Objective:
Go through the entries below and print each one exactly, leaving out pictures.

Supplied data:
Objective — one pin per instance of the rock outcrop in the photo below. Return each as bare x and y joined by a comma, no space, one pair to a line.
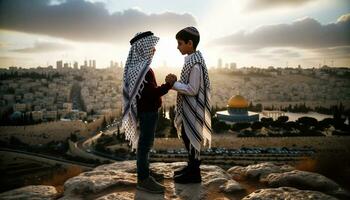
260,181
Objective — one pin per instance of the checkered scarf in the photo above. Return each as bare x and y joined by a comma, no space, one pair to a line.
136,67
193,112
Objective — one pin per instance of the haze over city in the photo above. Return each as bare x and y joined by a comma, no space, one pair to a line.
260,33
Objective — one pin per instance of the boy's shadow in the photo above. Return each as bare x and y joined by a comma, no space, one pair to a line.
189,191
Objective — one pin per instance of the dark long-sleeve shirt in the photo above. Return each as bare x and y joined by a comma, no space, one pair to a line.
150,99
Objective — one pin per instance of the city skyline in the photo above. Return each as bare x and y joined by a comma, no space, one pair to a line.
310,33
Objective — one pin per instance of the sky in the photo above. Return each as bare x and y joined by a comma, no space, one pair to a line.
260,33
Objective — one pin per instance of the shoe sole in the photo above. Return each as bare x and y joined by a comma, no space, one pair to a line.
150,191
192,181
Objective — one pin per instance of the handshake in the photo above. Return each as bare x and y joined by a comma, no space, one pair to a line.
171,79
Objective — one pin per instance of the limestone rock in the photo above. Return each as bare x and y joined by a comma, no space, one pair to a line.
98,180
260,170
306,181
117,195
231,186
34,192
283,193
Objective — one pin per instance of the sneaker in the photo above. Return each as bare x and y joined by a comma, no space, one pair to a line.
157,176
180,171
190,176
150,185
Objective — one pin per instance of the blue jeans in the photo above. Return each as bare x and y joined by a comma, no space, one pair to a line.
148,124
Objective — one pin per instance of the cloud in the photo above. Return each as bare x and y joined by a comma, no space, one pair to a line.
258,5
304,33
44,47
334,53
79,20
286,53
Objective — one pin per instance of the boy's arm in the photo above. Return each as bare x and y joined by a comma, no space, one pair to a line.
192,88
152,89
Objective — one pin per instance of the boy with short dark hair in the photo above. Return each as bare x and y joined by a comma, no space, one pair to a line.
193,119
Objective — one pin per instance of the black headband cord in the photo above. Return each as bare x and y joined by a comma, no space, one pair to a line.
142,35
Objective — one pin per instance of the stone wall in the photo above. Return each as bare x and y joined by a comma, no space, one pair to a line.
50,131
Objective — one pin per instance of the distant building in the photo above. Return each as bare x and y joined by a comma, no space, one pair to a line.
37,115
233,66
75,65
237,111
59,64
219,63
20,107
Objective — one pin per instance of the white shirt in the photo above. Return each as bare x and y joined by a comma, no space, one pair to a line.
190,89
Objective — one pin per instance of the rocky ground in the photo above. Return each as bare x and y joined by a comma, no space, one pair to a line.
253,182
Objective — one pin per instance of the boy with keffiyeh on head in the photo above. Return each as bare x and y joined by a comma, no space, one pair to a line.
192,119
141,100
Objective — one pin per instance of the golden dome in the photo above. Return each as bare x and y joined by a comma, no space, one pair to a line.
237,102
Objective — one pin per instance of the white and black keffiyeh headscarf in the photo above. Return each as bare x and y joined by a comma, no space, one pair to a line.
193,112
136,67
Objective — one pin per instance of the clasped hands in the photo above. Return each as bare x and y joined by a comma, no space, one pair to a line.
171,79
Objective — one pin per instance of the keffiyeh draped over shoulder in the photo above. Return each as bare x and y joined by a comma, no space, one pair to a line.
193,112
136,67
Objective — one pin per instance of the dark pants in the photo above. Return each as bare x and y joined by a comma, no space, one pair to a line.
192,161
148,124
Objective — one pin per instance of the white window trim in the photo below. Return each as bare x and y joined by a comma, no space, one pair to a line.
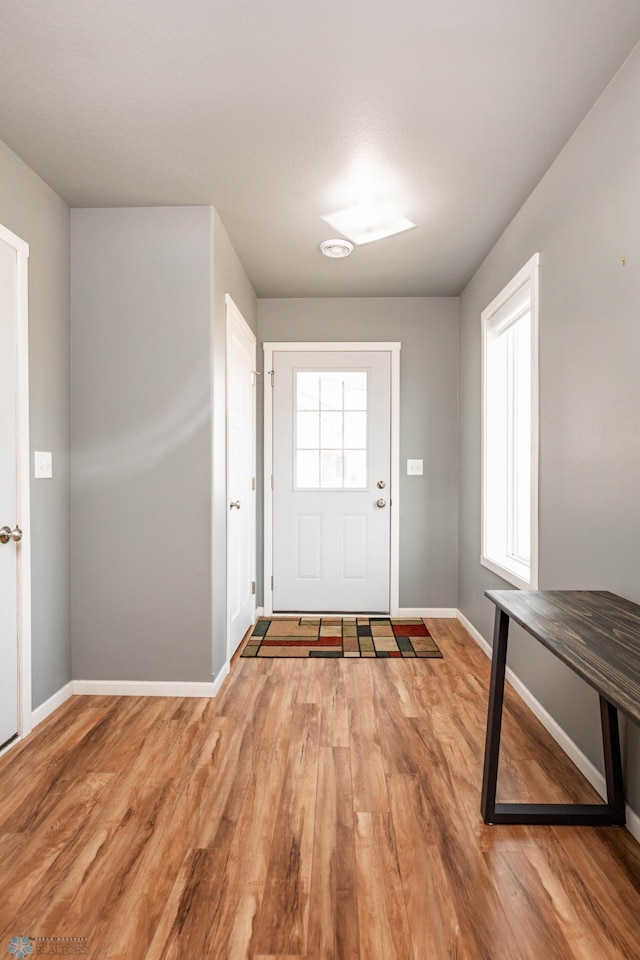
528,274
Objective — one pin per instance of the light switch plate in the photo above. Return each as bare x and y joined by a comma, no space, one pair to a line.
43,469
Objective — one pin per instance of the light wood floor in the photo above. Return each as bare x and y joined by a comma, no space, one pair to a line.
317,808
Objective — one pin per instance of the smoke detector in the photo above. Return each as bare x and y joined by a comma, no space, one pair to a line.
336,248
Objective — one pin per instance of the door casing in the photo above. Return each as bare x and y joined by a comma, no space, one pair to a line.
23,456
233,315
317,347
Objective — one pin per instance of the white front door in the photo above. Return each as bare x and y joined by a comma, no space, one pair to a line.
241,445
331,481
8,496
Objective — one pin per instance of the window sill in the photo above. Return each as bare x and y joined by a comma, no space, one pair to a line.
509,575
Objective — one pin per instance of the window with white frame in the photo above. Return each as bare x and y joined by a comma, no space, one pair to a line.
510,430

Output of the exercise:
Objective — one pin per instance of the rock outcrop in the photo below. Return each as bare x and y joined by a comma, no space, one pair to a line.
260,181
Objective — one pin per instance of the checkered scarf in the photo above. Return each as bare x and y joined by a comma, no space, one pair to a line.
136,67
193,112
Objective — one pin per instance of the haze over city in the photo above. Return each as bare x and y joined by a comma, no space, one pair to a line.
260,33
Objective — one pin per instance of the boy's shadow in the photo above. Return each as bare x and y joined by a comma, no space, one pair to a line.
189,191
Objective — one pin per instance of the dark long-sleeve shirt in the photo above. Return each as bare x and y joined by a comma, no space, one pair to a line.
150,99
Objective — one pin per instance of the city skyline in the photo above. Return each as bare x and y joined by a comma, no space, one pair to a line.
310,33
Objective — one pin per instance of the sky in the photo above. Return each as bare x and y joined by a comma, no space, one pair to a line.
260,33
Objective — one pin per instance of the shoe sole in the photo above. Return each as bare x and y joined by a comma, no space, one pair to a line.
150,191
192,181
Objective — one pin per instance of the handshake in the photo above. Return each as bare x and y joined by a comma, no space, one pair to a line.
171,79
Objective — one pin per instance of the limestone rock in the photo above. Return each as bare x and y joined by a comma, no space, one pair to a line.
98,180
260,170
306,181
117,195
231,186
34,192
283,193
Objective — one pin per instance of the sneaker in the photo above. Return each as bare x and y joined by a comma, no space, one pair to a line.
157,176
180,171
190,176
150,185
Objective — one pin per instance of the blue jeans in the photo above. Return each as bare x and y joined by a comma, no space, one pair to a line.
148,124
Objective — one pin per instance of the cloud in the photo above. Return each as bare x and y joined by a comma, no space, one pair to a line.
258,5
304,33
44,47
334,53
79,20
286,53
Objective — one pin per instance of the boy's arm in the photo above. Return each as bare x and y joined by a comma, no space, one pair to a line.
192,88
152,89
Objective — one pin per instance of the boy with short dark hair in the photo above. Return each as bare x and y joined by a comma, no space, one pair to a line.
193,119
Objective — one pin per instance of the black headband cord in the photo above. Return each as bare x and y joined by a comma, no space, one pair to a line.
142,35
Objective — one pin per instance of the stone wall in the photo above. Return each as bare x and y joined by a comma, no space, one pair to a line.
50,131
Objective — one pin per instance of the distant building in the photo above. Return each as bare x and y joined by a comma, no space, one pair to a line.
37,115
233,66
75,65
237,111
59,64
219,63
20,107
Objective — one pin per instance of the white shirt in the photo above. Return each as bare x and y joined by a comma, no space, one pair to a line.
190,89
Objective — one pin per instance of the rocky ground in the photo above. Return each as bare x and y joined by a comma, no space, one pair to a line.
253,182
Objective — one pin per instance of the boy with keffiyeh on head in the photo above. Return each as bare x and y joined by a comma, no space, one pair to a line.
192,119
141,100
Objective — one pin per instance of the golden dome in the photo above. Return each as bare x and y joined by a comma, no space, one pair to a line.
237,102
Objective — one pin per instance of the white and black keffiyeh headscarf in the photo above. Return each as bare x and y joined by a comma, no space, one pair to a line.
193,112
136,67
Objective — one pin per instance of the clasped hands in the photo above. Return each as bare x and y joined by a comma, no space, one pair to a line.
171,79
Objective — one pin per instance of the keffiyeh draped over shoulder in the photo above. Return each as bare x and y joined by a comma, no space, one pair to a line.
193,112
136,67
Objective — one pin per instance of the dark pants in the photo above. Return each as bare x and y joined by a comma, no space, one pair to a line.
192,161
148,124
Objective — one pin per instance of the white window trim in the photo below. Return each as bare x and y joined by a comma, no space, one pair to a line.
528,274
Objective — one pin per instance of the light switch plate in the photo above. Return each as bare x and y joined by a comma, no space, one pair to a line.
43,469
Objective — one pin per instance of the light wood floor in the photo above. Return each as bare x and y joined by a comma, no space, one pair to a line.
317,808
Objective — one pin per instance of the smoke detector in the photo above. Return each as bare x and y joined by a comma, no space, one pair to a line.
336,248
Objective — one pin per instance of the door casing in the photo above. Return each as bare x and y joined by a comma, no space, one pair to a line.
23,456
233,315
317,347
Objective — one pin per instance of the white front door in the photo above. Return each as bare x and y joined by a comma, no space, one pair to a line.
241,445
331,481
8,496
Objective — one pin per instance of the window sill in the photo above. Return each as bare x and y joined by a comma, no space, one pair to a line.
509,575
Objective — one pin per instance of the window with white frame in the photo above. Return each as bare x and y joined by a comma, no space, one pair to a line.
510,430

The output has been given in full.